Text passage:
-- START --

In Equation (4), the expected $\log(\sigma_Z)$ for control networks and treated networks is defined as $\gamma_0$ and $\gamma_0+ \gamma_1$ , respectively. Thus, in selecting values for each, our goal was to generate networks that reflected real-world data. The expected $\sigma^2_Z$ under the control condition is approximately 2.72 and under the three treated conditions ( $\gamma_1 = -0.2, -0.4, -0.6$ ) is 1.82, 1.22, and 0.82 respectively.

Figure 3 shows 30 networks generated from Equation (4) where $\gamma_0=0.5$ and $\gamma_1=-0.4$ . The control networks are shown on the top three rows of plots and the treated networks on the bottom three rows. Overall, the control networks tend to have more isolated nodes and are less dense than the treated networks. Thus, $\gamma_1=-0.2$ would result in less noticeable differences between the conditions, and $\gamma_1=-0.6$ would result in more noticeable differences between conditions.

Figure 3. Networks simulated from a HLSM for Mediation where T indicated treatment and the treated networks have smaller $\sigma_{Z_k}$ (see Equation (4)).

-- END --

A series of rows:
-- START --

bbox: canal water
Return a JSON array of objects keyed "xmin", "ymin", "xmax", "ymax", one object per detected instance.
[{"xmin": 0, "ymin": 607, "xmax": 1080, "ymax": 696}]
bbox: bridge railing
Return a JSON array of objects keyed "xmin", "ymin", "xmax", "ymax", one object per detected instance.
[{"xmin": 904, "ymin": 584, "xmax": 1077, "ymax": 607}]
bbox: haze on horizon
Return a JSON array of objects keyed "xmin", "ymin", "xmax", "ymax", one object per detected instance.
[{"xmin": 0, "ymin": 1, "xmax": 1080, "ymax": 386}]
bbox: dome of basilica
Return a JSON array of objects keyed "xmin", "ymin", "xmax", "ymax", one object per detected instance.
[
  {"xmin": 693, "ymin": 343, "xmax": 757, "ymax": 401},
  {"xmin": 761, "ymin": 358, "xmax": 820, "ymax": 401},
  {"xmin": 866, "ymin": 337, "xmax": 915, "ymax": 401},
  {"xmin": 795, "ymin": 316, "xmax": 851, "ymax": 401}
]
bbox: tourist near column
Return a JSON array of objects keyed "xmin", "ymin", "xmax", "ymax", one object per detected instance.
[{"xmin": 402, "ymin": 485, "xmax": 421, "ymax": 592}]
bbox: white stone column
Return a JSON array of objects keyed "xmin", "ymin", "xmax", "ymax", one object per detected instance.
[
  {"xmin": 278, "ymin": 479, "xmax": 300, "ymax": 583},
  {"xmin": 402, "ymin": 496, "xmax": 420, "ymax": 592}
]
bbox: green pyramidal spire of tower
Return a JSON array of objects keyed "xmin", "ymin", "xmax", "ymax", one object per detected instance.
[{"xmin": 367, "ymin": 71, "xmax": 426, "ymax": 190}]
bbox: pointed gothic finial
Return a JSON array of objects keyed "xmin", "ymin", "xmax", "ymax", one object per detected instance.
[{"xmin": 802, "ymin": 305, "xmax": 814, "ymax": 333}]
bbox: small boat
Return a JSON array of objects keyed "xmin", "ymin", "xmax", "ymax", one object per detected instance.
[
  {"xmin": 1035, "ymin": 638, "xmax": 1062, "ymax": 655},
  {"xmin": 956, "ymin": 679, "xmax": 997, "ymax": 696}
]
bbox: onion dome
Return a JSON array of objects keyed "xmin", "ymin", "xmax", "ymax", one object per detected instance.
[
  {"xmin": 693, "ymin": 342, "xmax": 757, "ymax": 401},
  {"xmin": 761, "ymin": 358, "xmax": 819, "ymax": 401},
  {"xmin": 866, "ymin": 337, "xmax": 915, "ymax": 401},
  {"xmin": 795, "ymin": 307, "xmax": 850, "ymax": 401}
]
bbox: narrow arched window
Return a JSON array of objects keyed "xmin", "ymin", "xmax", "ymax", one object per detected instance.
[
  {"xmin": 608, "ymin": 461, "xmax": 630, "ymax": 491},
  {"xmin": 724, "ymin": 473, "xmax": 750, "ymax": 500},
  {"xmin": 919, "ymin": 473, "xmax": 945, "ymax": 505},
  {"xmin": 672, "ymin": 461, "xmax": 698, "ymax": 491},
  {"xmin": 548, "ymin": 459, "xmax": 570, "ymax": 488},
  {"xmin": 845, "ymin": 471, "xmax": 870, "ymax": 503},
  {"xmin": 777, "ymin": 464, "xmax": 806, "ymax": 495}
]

-- END --

Stated goal 1: From the passage on simulated networks, reproduce the text from "Figure 3. Networks" up to and including "(see Equation (4)).".
Stated goal 2:
Answer the following questions using the passage on simulated networks:
(a) What is the approximate expected $\sigma^2_Z$ under the control condition?
(b) How many networks does Figure 3 show?
(c) On which rows of plots are the treated networks shown?
Stated goal 3:
State whether each statement agrees with the passage on simulated networks:
(a) The control networks tend to be denser than the treated networks.
(b) The networks in Figure 3 were generated with $\gamma_0=0.5$.
(c) Setting $\gamma_1=-0.6$ would produce more noticeable differences between the conditions.

Full response 1:
Figure 3. Networks simulated from a HLSM for Mediation where T indicated treatment and the treated networks have smaller $\sigma_{Z_k}$ (see Equation (4)).

Full response 2:
(a) Approximately 2.72.
(b) 30 networks.
(c) The bottom three rows.

Full response 3:
(a) No: "the control networks tend to have more isolated nodes and are less dense than the treated networks."
(b) Yes: "Figure 3 shows 30 networks generated from Equation (4) where $\gamma_0=0.5$ and $\gamma_1=-0.4$."
(c) Yes: "$\gamma_1=-0.6$ would result in more noticeable differences between conditions."